──────── DATA SECTION

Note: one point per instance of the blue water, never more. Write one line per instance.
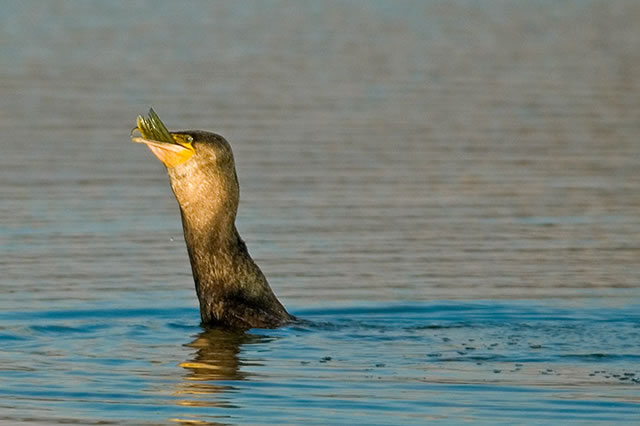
(446, 192)
(377, 364)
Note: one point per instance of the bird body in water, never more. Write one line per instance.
(232, 290)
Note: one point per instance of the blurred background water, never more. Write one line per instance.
(448, 191)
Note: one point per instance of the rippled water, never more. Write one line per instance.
(446, 192)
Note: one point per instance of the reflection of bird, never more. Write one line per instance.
(231, 288)
(217, 361)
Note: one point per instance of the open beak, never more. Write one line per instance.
(170, 148)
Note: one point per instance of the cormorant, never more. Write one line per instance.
(232, 290)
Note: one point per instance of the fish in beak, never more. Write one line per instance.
(170, 148)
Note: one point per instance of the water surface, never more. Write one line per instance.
(447, 193)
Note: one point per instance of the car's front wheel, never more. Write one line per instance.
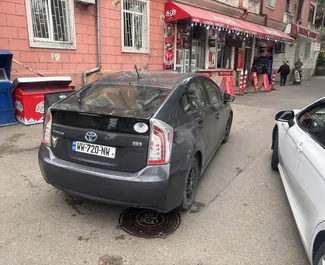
(275, 154)
(191, 184)
(320, 255)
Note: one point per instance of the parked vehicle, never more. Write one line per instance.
(140, 141)
(298, 144)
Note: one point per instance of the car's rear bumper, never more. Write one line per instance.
(155, 187)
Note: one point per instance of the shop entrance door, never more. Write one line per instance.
(248, 57)
(197, 59)
(183, 60)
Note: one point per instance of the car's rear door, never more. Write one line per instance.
(215, 97)
(195, 103)
(310, 176)
(290, 139)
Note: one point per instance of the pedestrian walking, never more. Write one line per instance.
(284, 71)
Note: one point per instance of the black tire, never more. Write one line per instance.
(191, 185)
(320, 254)
(275, 154)
(228, 129)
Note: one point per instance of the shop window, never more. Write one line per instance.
(270, 3)
(289, 6)
(135, 25)
(300, 10)
(51, 23)
(311, 14)
(307, 50)
(279, 47)
(224, 56)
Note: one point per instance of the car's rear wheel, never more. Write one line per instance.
(275, 154)
(191, 184)
(320, 255)
(228, 129)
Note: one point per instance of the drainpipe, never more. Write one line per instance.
(99, 59)
(241, 6)
(266, 17)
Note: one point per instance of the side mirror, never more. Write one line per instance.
(287, 116)
(228, 98)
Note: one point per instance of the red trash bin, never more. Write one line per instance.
(29, 96)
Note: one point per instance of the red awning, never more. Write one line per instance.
(176, 11)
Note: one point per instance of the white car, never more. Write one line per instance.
(298, 144)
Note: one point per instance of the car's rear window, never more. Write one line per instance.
(120, 96)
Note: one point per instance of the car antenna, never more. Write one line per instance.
(136, 69)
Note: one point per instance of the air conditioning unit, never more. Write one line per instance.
(280, 47)
(86, 2)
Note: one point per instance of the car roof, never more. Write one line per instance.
(166, 79)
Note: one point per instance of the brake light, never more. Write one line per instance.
(161, 141)
(47, 129)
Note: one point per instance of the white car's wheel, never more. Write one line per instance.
(320, 255)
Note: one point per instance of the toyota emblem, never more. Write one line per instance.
(91, 136)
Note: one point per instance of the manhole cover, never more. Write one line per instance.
(148, 223)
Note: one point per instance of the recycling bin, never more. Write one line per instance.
(29, 96)
(7, 110)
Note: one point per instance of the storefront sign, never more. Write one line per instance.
(170, 13)
(207, 74)
(240, 59)
(265, 82)
(169, 46)
(227, 85)
(303, 31)
(254, 77)
(221, 38)
(212, 49)
(316, 46)
(225, 73)
(183, 36)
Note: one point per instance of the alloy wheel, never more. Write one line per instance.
(322, 261)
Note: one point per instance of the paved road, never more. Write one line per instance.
(241, 216)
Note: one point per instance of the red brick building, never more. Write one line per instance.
(59, 37)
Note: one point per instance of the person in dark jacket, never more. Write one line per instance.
(284, 71)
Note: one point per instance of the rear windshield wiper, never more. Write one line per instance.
(158, 96)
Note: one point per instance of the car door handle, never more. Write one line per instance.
(200, 123)
(300, 147)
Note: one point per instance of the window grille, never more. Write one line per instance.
(135, 25)
(51, 23)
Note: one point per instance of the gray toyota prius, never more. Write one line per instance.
(140, 140)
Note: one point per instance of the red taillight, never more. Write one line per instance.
(161, 140)
(47, 129)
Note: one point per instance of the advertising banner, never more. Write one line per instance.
(169, 45)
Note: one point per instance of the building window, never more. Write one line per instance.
(300, 10)
(135, 25)
(311, 18)
(289, 6)
(307, 50)
(51, 24)
(270, 3)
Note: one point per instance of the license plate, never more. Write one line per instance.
(94, 149)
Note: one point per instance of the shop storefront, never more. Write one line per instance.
(213, 44)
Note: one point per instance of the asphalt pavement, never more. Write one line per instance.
(241, 214)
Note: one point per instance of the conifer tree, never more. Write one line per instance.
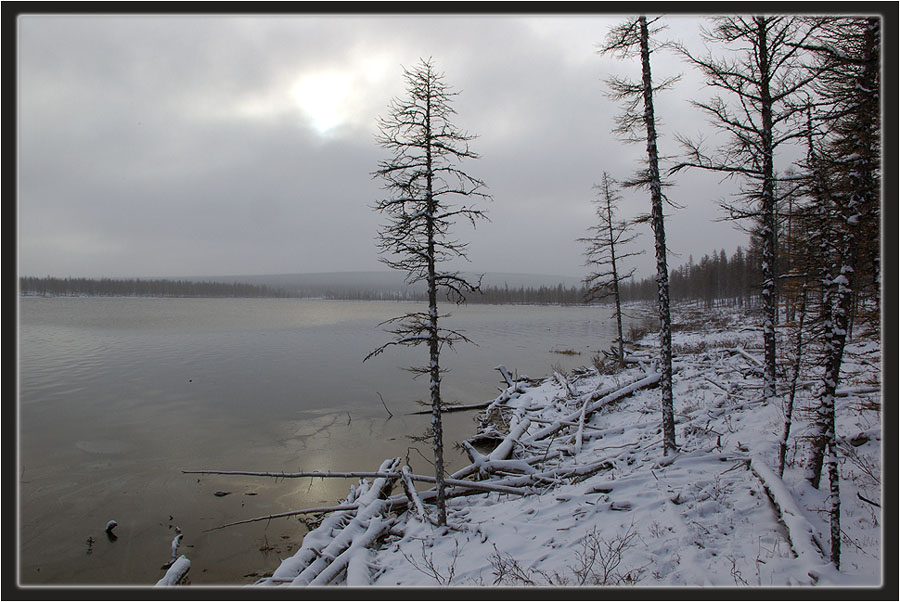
(638, 124)
(424, 182)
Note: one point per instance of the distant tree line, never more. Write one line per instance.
(136, 287)
(714, 281)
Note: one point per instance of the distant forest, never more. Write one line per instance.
(714, 280)
(135, 287)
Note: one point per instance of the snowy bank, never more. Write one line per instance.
(597, 503)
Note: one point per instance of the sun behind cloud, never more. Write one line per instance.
(325, 98)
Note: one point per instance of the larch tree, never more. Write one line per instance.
(425, 183)
(845, 175)
(761, 79)
(638, 124)
(604, 254)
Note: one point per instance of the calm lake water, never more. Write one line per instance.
(118, 396)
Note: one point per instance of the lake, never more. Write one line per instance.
(118, 395)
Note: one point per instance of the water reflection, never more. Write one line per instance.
(117, 396)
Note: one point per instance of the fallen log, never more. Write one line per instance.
(314, 540)
(596, 401)
(456, 408)
(176, 573)
(412, 494)
(370, 506)
(802, 535)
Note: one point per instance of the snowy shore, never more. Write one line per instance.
(714, 514)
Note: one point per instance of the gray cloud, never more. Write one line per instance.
(167, 146)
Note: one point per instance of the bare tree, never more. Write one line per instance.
(762, 78)
(632, 38)
(604, 252)
(423, 178)
(845, 175)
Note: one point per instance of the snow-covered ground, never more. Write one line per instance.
(713, 514)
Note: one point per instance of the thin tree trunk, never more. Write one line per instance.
(769, 272)
(789, 410)
(615, 274)
(434, 340)
(662, 272)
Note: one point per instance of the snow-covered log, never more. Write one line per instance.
(804, 540)
(176, 572)
(595, 401)
(360, 528)
(505, 373)
(412, 494)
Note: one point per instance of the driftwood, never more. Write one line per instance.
(446, 409)
(340, 546)
(176, 573)
(366, 525)
(593, 402)
(802, 535)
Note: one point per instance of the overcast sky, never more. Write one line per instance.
(217, 145)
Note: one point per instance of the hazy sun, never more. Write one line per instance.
(324, 98)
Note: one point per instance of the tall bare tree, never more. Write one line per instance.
(604, 253)
(638, 124)
(423, 179)
(845, 171)
(761, 78)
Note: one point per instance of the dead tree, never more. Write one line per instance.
(604, 253)
(762, 78)
(847, 174)
(635, 125)
(423, 179)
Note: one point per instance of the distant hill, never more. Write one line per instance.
(380, 283)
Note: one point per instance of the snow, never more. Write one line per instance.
(715, 513)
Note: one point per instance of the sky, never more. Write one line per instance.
(212, 145)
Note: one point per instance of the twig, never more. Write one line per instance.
(876, 504)
(390, 414)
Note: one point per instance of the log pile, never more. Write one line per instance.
(520, 462)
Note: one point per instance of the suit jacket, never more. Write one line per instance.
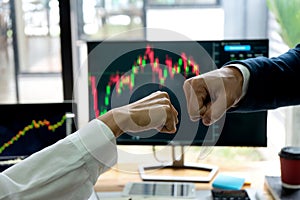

────────────────

> [SET EXERCISE]:
Count the lines in the listing above that contain the word "building" with the same capitalization, and reply with only that number.

> [THE COMPLETED TASK]:
2